● Information shown
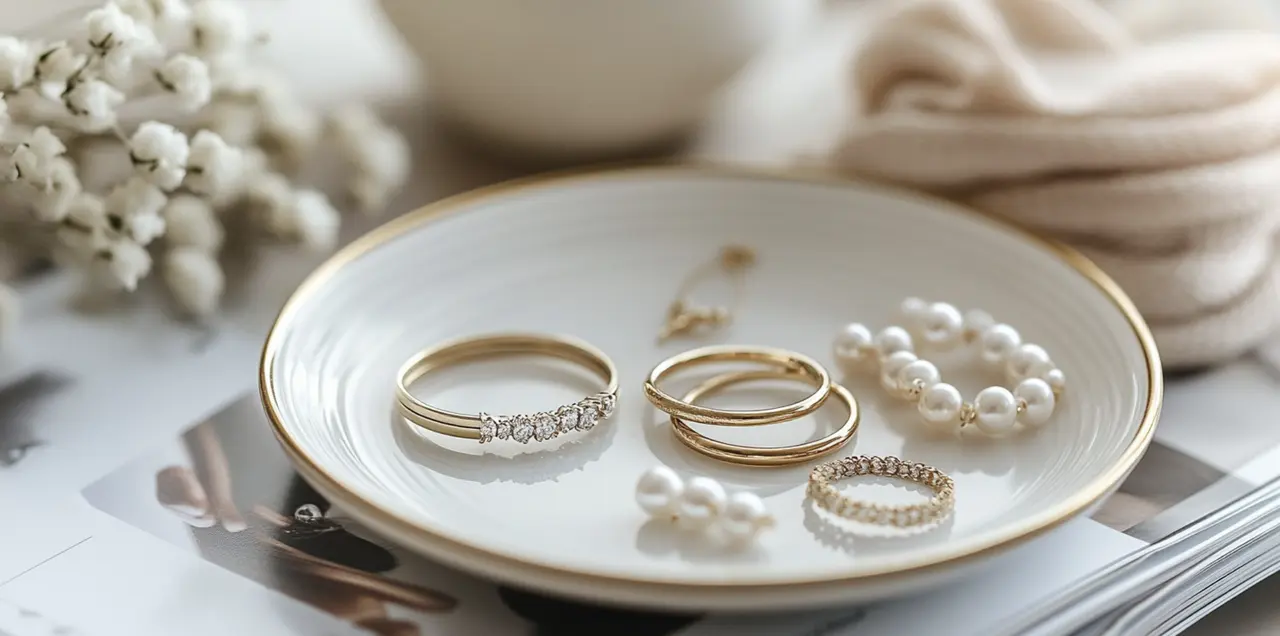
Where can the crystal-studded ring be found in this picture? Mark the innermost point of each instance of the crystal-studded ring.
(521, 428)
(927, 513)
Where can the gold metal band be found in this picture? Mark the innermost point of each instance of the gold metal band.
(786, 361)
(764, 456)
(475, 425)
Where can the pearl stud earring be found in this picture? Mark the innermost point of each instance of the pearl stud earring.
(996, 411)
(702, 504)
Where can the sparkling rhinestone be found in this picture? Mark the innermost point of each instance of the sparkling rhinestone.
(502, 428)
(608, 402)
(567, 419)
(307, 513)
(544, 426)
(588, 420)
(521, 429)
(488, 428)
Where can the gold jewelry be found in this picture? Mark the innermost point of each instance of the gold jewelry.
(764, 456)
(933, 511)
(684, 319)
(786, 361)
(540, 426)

● To do
Recast all the rows above as a two-column CSV with the header instruction,points, giving one line for each instruction. Put the instruction text in the first quoted field and all of its coordinate points in the second, with line breaks replaced by spaces, and leave out the pictures.

● Response for this exercise
instruction,points
"Where can the crystal-studded ring be found in this picture? Mark the innermost point of each instance of the crystal-studded ring.","(521, 428) (927, 513)"
"Where can the gold metal band be found in this picture? Mark the innermost point of each instance of the gold metal band.","(786, 361) (764, 456) (475, 425)"
"Where can the pearl stud earring be found in this picture? Mark the innermost point of each instance of the pearl stud earring.","(996, 411) (702, 504)"
"Where can the sparkling rhinestone be found in this picture? Mark the innermost point of each instance of the sparkling rhinestone.","(502, 428) (608, 402) (567, 419) (307, 513) (544, 426) (588, 420) (521, 429) (488, 428)"
"Where can the gold jewelry be found in this picture? Mark the innermost point of each instance of the gold jewelry.","(764, 456) (933, 511) (684, 319) (786, 361) (540, 426)"